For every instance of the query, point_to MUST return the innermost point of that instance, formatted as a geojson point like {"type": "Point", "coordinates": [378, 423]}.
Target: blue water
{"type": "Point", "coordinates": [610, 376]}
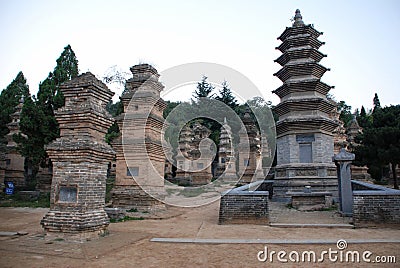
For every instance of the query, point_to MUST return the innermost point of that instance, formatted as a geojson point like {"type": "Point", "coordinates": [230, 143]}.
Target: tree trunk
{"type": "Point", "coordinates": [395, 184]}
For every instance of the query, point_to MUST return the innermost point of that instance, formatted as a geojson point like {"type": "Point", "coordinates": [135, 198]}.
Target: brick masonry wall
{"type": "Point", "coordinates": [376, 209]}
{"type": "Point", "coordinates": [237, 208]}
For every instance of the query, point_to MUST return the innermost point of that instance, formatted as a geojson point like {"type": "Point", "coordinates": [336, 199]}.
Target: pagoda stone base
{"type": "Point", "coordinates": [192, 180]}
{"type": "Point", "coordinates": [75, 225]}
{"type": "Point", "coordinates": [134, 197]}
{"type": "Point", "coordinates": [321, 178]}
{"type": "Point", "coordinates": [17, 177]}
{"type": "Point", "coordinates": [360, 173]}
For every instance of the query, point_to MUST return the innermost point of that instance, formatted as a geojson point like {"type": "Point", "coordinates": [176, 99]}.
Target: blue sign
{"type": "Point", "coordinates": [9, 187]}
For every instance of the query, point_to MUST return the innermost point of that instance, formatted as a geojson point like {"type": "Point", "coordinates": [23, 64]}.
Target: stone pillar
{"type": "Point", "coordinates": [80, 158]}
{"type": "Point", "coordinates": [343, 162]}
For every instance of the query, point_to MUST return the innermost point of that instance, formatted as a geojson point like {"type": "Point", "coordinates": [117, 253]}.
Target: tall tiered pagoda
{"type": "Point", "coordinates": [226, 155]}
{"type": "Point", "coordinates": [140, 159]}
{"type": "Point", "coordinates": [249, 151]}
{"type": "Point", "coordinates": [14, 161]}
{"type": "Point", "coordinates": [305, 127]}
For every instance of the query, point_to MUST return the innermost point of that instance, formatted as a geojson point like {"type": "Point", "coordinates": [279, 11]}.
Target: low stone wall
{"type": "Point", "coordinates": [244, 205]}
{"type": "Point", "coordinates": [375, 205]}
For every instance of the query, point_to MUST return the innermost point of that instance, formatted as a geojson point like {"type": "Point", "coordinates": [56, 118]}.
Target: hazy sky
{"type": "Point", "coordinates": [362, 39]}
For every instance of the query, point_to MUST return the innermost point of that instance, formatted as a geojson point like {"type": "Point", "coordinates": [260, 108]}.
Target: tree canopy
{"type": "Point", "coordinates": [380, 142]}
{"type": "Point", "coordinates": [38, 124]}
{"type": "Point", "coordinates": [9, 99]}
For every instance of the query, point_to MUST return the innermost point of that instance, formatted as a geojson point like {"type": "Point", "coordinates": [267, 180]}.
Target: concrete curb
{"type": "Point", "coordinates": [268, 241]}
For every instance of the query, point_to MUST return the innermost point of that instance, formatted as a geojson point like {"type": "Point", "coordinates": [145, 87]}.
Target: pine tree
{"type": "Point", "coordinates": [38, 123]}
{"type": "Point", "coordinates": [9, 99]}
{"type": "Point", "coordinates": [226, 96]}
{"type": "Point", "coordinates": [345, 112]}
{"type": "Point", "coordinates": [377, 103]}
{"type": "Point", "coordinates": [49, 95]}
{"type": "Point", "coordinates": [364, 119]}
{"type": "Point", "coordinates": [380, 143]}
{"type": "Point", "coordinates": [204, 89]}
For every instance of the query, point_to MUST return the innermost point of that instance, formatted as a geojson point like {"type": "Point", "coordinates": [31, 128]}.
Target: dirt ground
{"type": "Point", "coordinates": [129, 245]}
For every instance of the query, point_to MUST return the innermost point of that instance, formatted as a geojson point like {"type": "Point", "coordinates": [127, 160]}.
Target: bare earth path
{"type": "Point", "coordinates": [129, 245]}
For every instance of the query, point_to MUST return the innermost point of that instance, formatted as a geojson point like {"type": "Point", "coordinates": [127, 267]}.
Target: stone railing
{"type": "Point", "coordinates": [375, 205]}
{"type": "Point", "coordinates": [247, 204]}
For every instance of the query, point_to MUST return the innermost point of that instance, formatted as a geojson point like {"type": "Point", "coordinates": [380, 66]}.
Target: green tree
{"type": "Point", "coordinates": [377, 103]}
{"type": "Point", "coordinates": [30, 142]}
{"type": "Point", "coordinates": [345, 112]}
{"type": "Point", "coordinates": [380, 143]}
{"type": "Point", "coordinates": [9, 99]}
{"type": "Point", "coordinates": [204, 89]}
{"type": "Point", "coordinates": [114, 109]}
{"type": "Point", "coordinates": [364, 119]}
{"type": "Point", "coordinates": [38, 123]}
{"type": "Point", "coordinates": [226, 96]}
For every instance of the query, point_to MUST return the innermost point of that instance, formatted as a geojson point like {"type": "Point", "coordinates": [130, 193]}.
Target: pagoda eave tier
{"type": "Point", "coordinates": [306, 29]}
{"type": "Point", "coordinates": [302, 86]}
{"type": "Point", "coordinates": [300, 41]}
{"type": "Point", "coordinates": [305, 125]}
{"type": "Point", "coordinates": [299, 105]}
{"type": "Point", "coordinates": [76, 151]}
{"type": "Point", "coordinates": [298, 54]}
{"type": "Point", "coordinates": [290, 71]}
...
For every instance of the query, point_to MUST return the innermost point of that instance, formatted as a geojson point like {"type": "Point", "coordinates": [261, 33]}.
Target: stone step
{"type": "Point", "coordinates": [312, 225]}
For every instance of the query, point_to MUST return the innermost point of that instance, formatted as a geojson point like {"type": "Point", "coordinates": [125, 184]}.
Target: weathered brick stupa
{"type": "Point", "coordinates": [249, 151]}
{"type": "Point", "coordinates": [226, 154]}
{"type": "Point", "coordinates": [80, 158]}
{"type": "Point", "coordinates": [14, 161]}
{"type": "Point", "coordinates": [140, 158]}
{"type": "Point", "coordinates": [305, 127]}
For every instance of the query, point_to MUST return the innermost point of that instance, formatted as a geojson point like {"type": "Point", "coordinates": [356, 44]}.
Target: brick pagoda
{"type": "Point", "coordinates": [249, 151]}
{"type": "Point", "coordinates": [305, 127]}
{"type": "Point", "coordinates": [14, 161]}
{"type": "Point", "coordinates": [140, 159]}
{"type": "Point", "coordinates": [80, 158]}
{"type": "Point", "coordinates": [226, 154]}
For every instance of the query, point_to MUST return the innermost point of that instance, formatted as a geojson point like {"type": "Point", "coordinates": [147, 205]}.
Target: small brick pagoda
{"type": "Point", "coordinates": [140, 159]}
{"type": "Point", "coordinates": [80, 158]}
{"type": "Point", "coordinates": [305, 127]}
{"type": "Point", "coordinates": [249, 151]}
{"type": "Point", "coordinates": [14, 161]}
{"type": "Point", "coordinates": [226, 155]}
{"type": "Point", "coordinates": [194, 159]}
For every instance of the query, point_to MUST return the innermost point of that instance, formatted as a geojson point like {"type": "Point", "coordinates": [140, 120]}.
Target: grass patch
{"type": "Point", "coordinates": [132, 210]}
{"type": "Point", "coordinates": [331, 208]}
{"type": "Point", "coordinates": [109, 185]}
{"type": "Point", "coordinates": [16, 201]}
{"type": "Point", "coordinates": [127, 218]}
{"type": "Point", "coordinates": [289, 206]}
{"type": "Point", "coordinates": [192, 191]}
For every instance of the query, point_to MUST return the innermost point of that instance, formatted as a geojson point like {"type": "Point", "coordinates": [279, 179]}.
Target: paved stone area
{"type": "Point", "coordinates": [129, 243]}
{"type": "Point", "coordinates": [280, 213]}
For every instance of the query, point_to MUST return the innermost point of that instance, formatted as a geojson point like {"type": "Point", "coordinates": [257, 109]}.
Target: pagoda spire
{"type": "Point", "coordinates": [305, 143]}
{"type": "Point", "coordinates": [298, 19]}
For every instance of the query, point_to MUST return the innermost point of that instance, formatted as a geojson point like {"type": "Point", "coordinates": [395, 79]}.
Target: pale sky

— PROBLEM STATEMENT —
Select every line in the records that contains the string "pagoda", treating uppercase and lowercase as different.

— WRITTEN ANSWER —
Target: pagoda stone base
Target: tall tiered pagoda
Target: pagoda eave tier
Target: brick pagoda
Target: small brick pagoda
Target: pagoda spire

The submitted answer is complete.